##### Extrait du texte

Commence alors une répression aveugle et violente. Pour se débarrasser d’un parent, d’un voisin, d’un concurrent, il suffit de l’appeler armagnac. Et l’on peut se montrer soulagé quand les miliciens se contentent de jeter le coupable dans un cul-de-basse-fosse et de piller sa maison, car le plus souvent le supposé armagnac est tout bonnement noyé dans la Seine. Même le roi et sa famille ne se sentent plus tout à fait en sécurité. Ils quittent l’hôtel Saint-Pol et vont s’établir au Louvre, citadelle que leurs troupes pourraient mieux défendre, au cas où les bouchers déchaînés se retourneraient contre la couronne.

Ces exactions poussent trois cents bourgeois parmi les plus prestigieux, conduits par le prévôt des marchands, à quitter la ville pour se préserver et ne pas rester les témoins muets de ces horreurs.

Personne ne peut mettre fin au désordre, sinon Dieu lui-même. Alors les chanoines de la Sainte-Chapelle, les prêtres bernardins, les frères carmes et les moines mathurins unissent leurs forces spirituelles pour processionner, les pieds nus, jusqu’à Saint-Germain-l’Auxerrois, révérencieusement suivis par les conseillers du Parlement. Il ne s’agit pas de prendre parti pour les Armagnacs ou les Bourguignons, on espère seulement mettre tout le monde d’accord en plongeant dans la dévotion. Tous demandent par des prières, des chants et des cantiques, le prompt retour de la paix des princes…

Mais cette belle démonstration n’impressionne personne. En tout cas pas Jean sans Peur qui, au mois de novembre 1411, après être allé chercher des troupes, entre dans Paris à la tête de divisions anglaises. Trois mille Parisiens se précipitent à sa rencontre pour lui prêter main-forte. Désormais, Paris et ses faubourgs appartiennent aux Bourguignons : les Armagnacs sont chassés du royaume et leurs biens confisqués. De son côté, le Parlement, soupçonné d’accointance avec les Armagnacs, est imposé de mille livres, qui serviront à payer les troupes anglaises pour leur appui et obtenir d’elles un éloignement provisoire. En effet, Henri V, roi d’Angleterre, souhaite profiter des dissensions françaises pour récupérer quelques domaines perdus.

##########
##### Données fournies

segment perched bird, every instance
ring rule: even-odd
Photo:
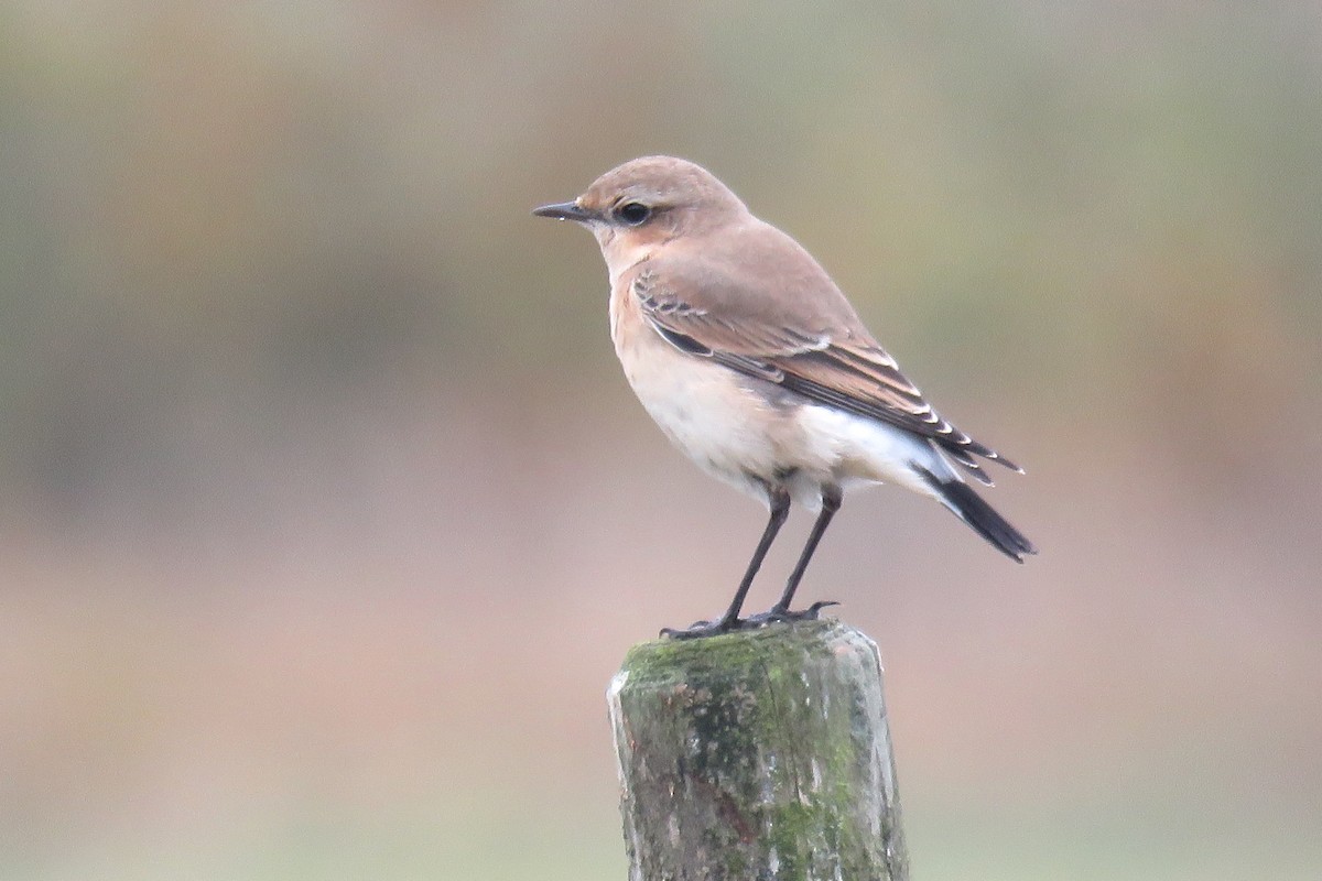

##########
##### Données fournies

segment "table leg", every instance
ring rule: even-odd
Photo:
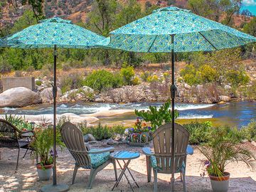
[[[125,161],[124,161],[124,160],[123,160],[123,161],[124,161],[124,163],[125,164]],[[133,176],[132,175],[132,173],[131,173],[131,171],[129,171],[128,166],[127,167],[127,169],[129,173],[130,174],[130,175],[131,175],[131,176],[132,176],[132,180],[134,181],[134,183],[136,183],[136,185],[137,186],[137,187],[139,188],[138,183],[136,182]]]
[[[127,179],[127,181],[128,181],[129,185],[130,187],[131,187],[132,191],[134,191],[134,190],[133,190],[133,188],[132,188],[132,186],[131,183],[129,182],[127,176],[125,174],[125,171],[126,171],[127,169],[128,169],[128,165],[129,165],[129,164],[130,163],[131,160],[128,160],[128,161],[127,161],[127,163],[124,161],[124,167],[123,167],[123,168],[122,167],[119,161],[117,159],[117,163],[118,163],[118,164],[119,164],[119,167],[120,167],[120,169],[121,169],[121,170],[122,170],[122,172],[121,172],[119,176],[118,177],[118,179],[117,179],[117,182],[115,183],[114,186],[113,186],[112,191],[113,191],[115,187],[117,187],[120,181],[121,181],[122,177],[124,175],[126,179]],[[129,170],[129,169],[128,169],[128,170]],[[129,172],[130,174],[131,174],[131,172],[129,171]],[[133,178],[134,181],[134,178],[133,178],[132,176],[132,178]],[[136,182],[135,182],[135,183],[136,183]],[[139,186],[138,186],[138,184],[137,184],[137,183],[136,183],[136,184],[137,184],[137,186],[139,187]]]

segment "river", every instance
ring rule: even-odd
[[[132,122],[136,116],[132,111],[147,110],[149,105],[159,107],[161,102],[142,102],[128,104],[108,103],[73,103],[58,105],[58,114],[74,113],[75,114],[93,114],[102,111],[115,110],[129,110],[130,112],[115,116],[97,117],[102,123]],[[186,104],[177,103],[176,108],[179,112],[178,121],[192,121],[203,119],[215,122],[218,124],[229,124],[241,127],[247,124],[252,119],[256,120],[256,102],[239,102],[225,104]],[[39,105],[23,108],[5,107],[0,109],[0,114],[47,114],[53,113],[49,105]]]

##########
##### Données fournies

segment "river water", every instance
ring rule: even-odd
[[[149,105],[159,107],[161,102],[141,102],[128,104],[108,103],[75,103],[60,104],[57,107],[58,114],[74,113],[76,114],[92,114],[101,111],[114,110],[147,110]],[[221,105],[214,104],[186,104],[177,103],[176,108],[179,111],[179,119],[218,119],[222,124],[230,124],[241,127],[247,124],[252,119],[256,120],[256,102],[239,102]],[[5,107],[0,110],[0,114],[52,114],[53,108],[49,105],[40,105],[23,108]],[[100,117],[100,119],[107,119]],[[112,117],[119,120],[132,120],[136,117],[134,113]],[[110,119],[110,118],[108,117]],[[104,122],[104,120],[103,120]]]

##########

_Consigne_. Recopiez intégralement l'extrait sur les troubles entre Armagnacs et Bourguignons à Paris. Les entrées n'ont aucun rapport avec l'extrait.

_Réponse_.
Commence alors une répression aveugle et violente. Pour se débarrasser d’un parent, d’un voisin, d’un concurrent, il suffit de l’appeler armagnac. Et l’on peut se montrer soulagé quand les miliciens se contentent de jeter le coupable dans un cul-de-basse-fosse et de piller sa maison, car le plus souvent le supposé armagnac est tout bonnement noyé dans la Seine. Même le roi et sa famille ne se sentent plus tout à fait en sécurité. Ils quittent l’hôtel Saint-Pol et vont s’établir au Louvre, citadelle que leurs troupes pourraient mieux défendre, au cas où les bouchers déchaînés se retourneraient contre la couronne.

Ces exactions poussent trois cents bourgeois parmi les plus prestigieux, conduits par le prévôt des marchands, à quitter la ville pour se préserver et ne pas rester les témoins muets de ces horreurs.

Personne ne peut mettre fin au désordre, sinon Dieu lui-même. Alors les chanoines de la Sainte-Chapelle, les prêtres bernardins, les frères carmes et les moines mathurins unissent leurs forces spirituelles pour processionner, les pieds nus, jusqu’à Saint-Germain-l’Auxerrois, révérencieusement suivis par les conseillers du Parlement. Il ne s’agit pas de prendre parti pour les Armagnacs ou les Bourguignons, on espère seulement mettre tout le monde d’accord en plongeant dans la dévotion. Tous demandent par des prières, des chants et des cantiques, le prompt retour de la paix des princes…

Mais cette belle démonstration n’impressionne personne. En tout cas pas Jean sans Peur qui, au mois de novembre 1411, après être allé chercher des troupes, entre dans Paris à la tête de divisions anglaises. Trois mille Parisiens se précipitent à sa rencontre pour lui prêter main-forte. Désormais, Paris et ses faubourgs appartiennent aux Bourguignons : les Armagnacs sont chassés du royaume et leurs biens confisqués. De son côté, le Parlement, soupçonné d’accointance avec les Armagnacs, est imposé de mille livres, qui serviront à payer les troupes anglaises pour leur appui et obtenir d’elles un éloignement provisoire. En effet, Henri V, roi d’Angleterre, souhaite profiter des dissensions françaises pour récupérer quelques domaines perdus.